Work task
Transcribe exactly, and only, the lines running from the one with "Mark one point per instance of the tower antenna" to the end of the entries below, both included, without any pictures.

%%

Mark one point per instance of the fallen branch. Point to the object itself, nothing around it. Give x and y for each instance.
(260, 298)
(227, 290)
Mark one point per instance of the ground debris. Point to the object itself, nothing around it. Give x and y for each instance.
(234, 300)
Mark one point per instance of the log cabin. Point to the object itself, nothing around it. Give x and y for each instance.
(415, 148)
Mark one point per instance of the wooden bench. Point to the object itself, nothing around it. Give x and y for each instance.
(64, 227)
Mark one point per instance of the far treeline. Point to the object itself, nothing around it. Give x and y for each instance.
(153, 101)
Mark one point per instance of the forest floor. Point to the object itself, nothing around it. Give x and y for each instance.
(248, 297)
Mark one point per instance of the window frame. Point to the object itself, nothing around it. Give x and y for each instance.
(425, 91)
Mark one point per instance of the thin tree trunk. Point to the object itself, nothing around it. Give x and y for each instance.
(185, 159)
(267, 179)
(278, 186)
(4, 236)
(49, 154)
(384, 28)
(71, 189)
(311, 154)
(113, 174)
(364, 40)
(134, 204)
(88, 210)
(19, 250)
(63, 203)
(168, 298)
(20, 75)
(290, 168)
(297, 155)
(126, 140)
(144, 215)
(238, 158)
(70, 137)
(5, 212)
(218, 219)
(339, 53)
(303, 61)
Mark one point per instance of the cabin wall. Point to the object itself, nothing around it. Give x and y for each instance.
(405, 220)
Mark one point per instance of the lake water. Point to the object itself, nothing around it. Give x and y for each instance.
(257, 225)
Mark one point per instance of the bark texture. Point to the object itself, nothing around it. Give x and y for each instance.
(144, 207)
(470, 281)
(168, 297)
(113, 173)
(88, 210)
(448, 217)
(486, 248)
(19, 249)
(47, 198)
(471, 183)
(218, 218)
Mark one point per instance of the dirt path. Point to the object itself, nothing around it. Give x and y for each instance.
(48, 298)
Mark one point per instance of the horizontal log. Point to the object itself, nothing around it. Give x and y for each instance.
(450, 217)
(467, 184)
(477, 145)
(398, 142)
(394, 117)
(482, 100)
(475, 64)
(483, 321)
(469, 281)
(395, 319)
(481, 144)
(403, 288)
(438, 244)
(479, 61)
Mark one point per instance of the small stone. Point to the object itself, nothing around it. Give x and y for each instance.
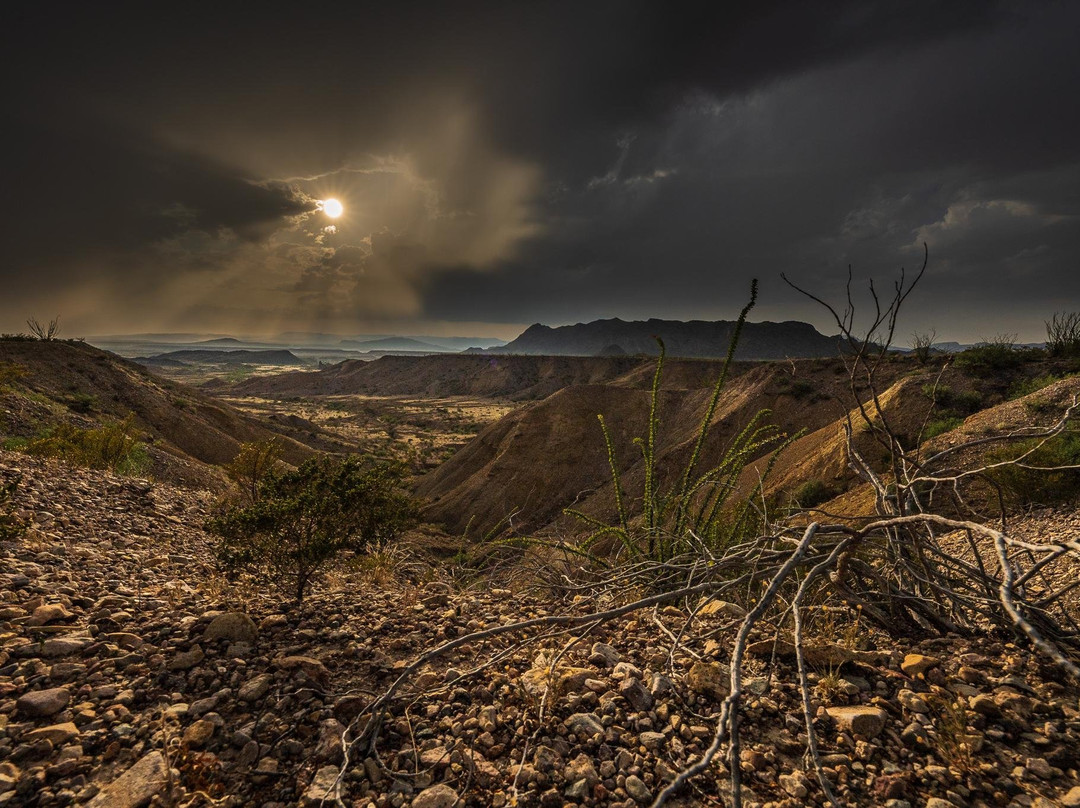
(57, 734)
(862, 721)
(321, 790)
(636, 695)
(1072, 798)
(913, 702)
(136, 786)
(199, 734)
(604, 656)
(39, 703)
(232, 625)
(256, 688)
(581, 768)
(436, 796)
(187, 660)
(638, 790)
(652, 741)
(916, 664)
(584, 725)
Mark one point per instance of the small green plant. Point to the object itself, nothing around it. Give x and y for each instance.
(252, 465)
(697, 507)
(11, 526)
(961, 402)
(812, 493)
(306, 520)
(44, 332)
(1041, 474)
(113, 446)
(941, 426)
(922, 346)
(1026, 387)
(1063, 334)
(991, 355)
(11, 373)
(82, 403)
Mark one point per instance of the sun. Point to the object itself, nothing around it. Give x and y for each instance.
(333, 209)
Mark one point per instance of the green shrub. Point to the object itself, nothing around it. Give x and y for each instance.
(252, 465)
(11, 526)
(963, 402)
(307, 519)
(111, 446)
(82, 403)
(1026, 387)
(991, 355)
(940, 426)
(1042, 481)
(11, 372)
(812, 493)
(1063, 334)
(698, 506)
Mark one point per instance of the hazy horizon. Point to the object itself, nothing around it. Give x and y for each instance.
(447, 170)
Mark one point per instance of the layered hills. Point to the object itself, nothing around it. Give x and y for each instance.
(51, 382)
(697, 338)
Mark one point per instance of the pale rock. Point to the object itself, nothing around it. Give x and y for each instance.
(436, 796)
(40, 703)
(136, 786)
(859, 719)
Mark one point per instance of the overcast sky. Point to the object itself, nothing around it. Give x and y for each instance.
(508, 163)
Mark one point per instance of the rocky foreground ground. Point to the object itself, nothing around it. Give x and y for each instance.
(130, 674)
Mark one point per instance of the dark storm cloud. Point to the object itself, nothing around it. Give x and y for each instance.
(512, 162)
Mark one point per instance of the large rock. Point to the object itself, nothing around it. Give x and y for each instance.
(310, 667)
(723, 608)
(39, 703)
(709, 678)
(436, 796)
(860, 719)
(56, 734)
(232, 625)
(50, 613)
(136, 786)
(255, 688)
(916, 664)
(321, 791)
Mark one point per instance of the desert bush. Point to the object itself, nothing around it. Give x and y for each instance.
(252, 465)
(961, 402)
(1026, 387)
(82, 403)
(305, 520)
(11, 526)
(940, 426)
(991, 355)
(11, 372)
(696, 510)
(922, 346)
(113, 446)
(812, 493)
(1038, 472)
(1063, 334)
(44, 332)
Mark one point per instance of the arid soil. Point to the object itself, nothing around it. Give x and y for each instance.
(130, 672)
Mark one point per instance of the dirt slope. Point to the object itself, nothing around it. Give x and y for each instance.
(551, 455)
(72, 381)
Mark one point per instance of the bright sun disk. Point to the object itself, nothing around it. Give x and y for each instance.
(332, 207)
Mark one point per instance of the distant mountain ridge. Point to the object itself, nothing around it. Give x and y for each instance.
(692, 339)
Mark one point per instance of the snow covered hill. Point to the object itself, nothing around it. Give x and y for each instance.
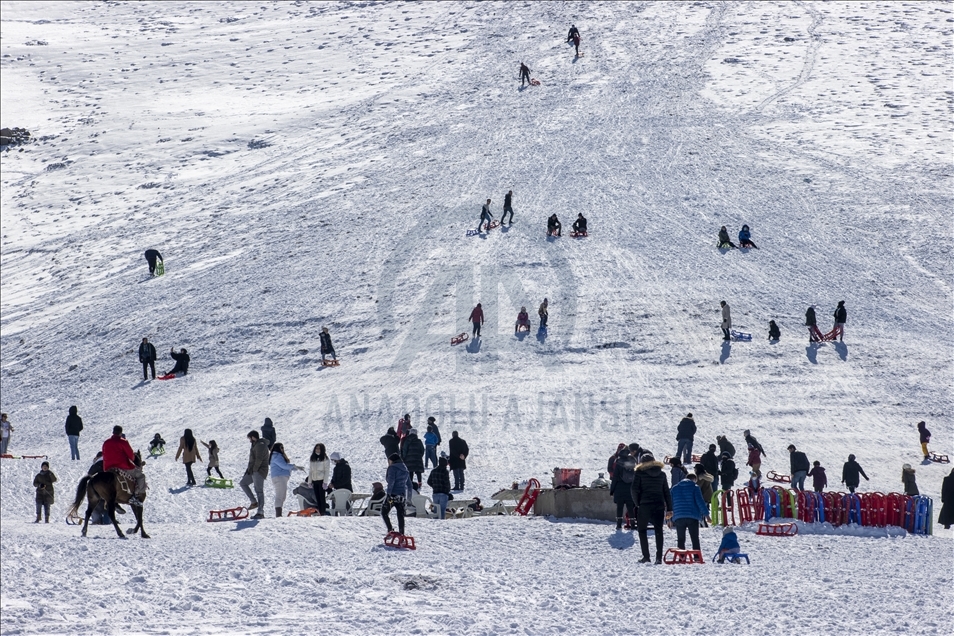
(302, 165)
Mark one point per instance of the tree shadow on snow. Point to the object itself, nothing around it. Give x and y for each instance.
(811, 351)
(621, 540)
(842, 350)
(726, 351)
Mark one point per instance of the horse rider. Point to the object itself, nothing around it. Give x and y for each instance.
(118, 457)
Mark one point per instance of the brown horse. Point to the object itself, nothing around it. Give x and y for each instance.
(105, 487)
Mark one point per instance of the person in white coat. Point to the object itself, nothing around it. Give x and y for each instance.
(726, 320)
(319, 469)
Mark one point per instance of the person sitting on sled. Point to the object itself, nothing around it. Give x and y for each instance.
(523, 321)
(745, 238)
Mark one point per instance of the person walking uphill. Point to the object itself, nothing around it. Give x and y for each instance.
(685, 434)
(651, 495)
(256, 473)
(189, 450)
(621, 486)
(851, 474)
(151, 257)
(726, 320)
(74, 424)
(43, 482)
(524, 74)
(395, 492)
(477, 317)
(147, 357)
(457, 451)
(688, 511)
(798, 461)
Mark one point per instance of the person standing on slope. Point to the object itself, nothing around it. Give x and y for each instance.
(485, 215)
(508, 207)
(147, 357)
(477, 317)
(841, 317)
(685, 434)
(326, 347)
(726, 320)
(651, 494)
(151, 257)
(524, 74)
(851, 474)
(925, 437)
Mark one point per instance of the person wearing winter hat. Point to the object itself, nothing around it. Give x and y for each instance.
(851, 474)
(909, 481)
(729, 545)
(651, 495)
(341, 474)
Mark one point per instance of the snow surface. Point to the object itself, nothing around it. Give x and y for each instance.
(315, 164)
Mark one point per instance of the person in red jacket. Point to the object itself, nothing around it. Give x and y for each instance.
(119, 458)
(477, 317)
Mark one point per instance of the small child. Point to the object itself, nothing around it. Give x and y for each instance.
(817, 473)
(43, 483)
(729, 545)
(213, 458)
(157, 445)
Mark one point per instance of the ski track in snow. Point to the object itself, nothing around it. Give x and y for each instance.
(315, 164)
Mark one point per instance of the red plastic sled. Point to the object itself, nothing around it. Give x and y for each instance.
(674, 556)
(400, 541)
(230, 514)
(777, 529)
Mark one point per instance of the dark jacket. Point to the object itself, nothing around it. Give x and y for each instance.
(455, 448)
(147, 352)
(725, 446)
(623, 476)
(810, 320)
(439, 479)
(947, 501)
(910, 483)
(710, 462)
(851, 473)
(74, 423)
(390, 443)
(729, 474)
(341, 476)
(687, 429)
(182, 362)
(413, 453)
(326, 346)
(650, 486)
(258, 457)
(799, 461)
(43, 482)
(268, 432)
(819, 479)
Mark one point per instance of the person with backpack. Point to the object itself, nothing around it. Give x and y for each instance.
(621, 482)
(925, 436)
(851, 474)
(652, 498)
(147, 358)
(755, 452)
(799, 464)
(689, 509)
(685, 434)
(189, 451)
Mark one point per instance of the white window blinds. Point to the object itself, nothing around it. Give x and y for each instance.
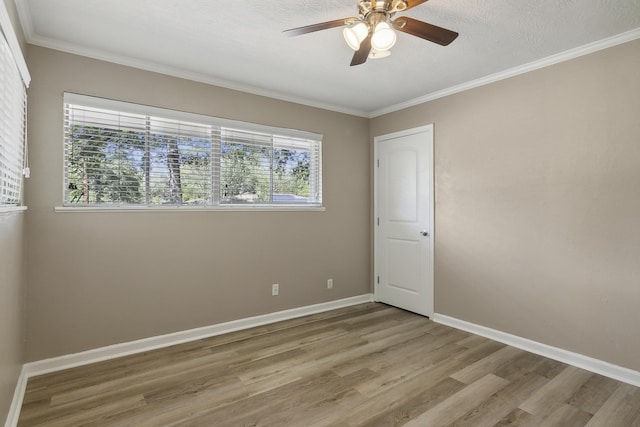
(121, 154)
(13, 99)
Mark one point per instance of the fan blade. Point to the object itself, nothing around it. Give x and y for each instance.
(317, 27)
(414, 3)
(430, 32)
(361, 55)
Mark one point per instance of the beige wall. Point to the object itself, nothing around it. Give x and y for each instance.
(12, 289)
(538, 203)
(101, 278)
(12, 321)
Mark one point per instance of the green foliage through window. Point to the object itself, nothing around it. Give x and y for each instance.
(121, 158)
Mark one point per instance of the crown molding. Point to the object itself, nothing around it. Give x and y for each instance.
(512, 72)
(32, 38)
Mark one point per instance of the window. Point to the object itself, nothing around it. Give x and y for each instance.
(120, 154)
(13, 99)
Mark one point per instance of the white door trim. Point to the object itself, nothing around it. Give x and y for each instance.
(376, 141)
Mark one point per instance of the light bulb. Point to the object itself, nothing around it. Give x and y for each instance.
(383, 37)
(355, 34)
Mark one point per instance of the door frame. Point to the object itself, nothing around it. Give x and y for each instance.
(428, 130)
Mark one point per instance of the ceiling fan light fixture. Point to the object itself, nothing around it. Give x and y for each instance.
(378, 54)
(383, 37)
(354, 34)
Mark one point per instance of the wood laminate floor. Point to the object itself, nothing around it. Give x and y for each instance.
(369, 364)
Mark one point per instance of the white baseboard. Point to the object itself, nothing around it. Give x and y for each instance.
(40, 367)
(16, 403)
(575, 359)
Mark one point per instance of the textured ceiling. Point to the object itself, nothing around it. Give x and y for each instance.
(239, 44)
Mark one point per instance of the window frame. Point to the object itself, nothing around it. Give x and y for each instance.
(16, 58)
(215, 204)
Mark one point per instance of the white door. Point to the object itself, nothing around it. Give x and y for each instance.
(403, 215)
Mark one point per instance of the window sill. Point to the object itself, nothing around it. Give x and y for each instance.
(243, 208)
(12, 209)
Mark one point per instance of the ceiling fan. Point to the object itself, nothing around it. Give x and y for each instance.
(371, 33)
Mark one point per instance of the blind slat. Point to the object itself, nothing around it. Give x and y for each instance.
(12, 127)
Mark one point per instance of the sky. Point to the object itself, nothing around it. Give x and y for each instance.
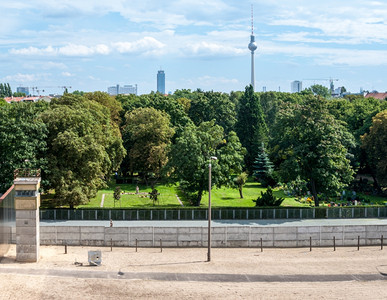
(91, 44)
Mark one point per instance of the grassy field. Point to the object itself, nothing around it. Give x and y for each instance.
(224, 197)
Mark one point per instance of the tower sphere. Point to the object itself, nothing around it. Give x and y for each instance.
(253, 45)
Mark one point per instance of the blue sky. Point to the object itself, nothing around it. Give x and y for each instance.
(90, 45)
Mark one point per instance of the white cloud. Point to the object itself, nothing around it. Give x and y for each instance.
(67, 74)
(34, 51)
(205, 48)
(144, 45)
(25, 78)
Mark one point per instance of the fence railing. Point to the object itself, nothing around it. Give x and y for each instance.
(217, 213)
(7, 219)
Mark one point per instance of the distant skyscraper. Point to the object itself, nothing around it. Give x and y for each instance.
(126, 89)
(161, 82)
(23, 89)
(296, 86)
(252, 47)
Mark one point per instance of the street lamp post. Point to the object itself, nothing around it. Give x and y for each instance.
(209, 208)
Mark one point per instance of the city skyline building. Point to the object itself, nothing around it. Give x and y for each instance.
(252, 47)
(161, 82)
(296, 86)
(23, 89)
(122, 90)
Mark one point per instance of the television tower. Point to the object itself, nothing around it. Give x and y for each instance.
(252, 47)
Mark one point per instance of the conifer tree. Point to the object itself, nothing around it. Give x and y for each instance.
(262, 166)
(251, 127)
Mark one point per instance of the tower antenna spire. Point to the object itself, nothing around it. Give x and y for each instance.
(252, 47)
(252, 19)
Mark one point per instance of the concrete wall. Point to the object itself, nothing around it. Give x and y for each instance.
(230, 236)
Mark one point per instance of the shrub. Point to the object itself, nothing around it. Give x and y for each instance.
(268, 199)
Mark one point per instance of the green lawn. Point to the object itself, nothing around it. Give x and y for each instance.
(223, 197)
(166, 199)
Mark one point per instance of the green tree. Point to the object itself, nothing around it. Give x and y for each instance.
(83, 148)
(320, 90)
(190, 155)
(117, 195)
(263, 167)
(108, 101)
(147, 135)
(176, 111)
(251, 127)
(267, 198)
(19, 94)
(375, 145)
(314, 146)
(22, 140)
(9, 90)
(207, 106)
(240, 181)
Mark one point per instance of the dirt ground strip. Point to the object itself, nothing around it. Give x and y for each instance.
(56, 276)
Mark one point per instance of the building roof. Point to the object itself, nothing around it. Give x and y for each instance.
(381, 96)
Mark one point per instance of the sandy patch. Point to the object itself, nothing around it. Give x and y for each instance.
(320, 261)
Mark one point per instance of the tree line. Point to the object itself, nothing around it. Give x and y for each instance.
(80, 139)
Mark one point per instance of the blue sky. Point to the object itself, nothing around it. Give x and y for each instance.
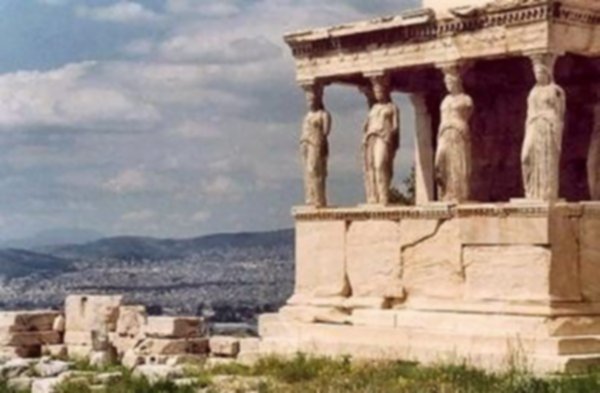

%%

Your response
Mark one point per instance of the tower antenna spire. Point to the object itself, nothing around it. Give x and y for each instance.
(252, 47)
(252, 19)
Mark one point per instance of the concrete wall. Point to the object itself, nothing around it. Give x and y for each instance.
(230, 236)
Mark one point per instance of the shrub. Point to the object itself, nothing around it. Give x and y for each instance.
(268, 199)
Mark one point per instance of the green lawn. Point to the object itself, nothing around it. Give x and y for each instance.
(223, 197)
(166, 199)
Mark one point per instance of the green tree. Point to the object itself, nothing around it. Give x and y for each instance.
(83, 148)
(320, 90)
(190, 155)
(117, 195)
(263, 167)
(108, 101)
(147, 135)
(176, 111)
(251, 127)
(267, 198)
(19, 94)
(375, 145)
(314, 146)
(22, 140)
(9, 90)
(207, 106)
(240, 181)
Mark one point per instance of the dirt ground strip. Point to the object itself, nothing around it. Give x and y for each instance.
(56, 276)
Mark one point per instance of the building roof. Point to the object itself, nothing around it. Give x and y for each instance.
(381, 96)
Mark one point per instance of the sandy patch. Point to the object itself, nothing around it. Give x and y for each instance.
(320, 261)
Mark one point per instance of the tree line. Point to the object itself, nothing around it. Give x and y for each instance.
(80, 139)
Mark one point per instance of the blue sky. Point to the object itself, nothing around it. Give x and y for each instance.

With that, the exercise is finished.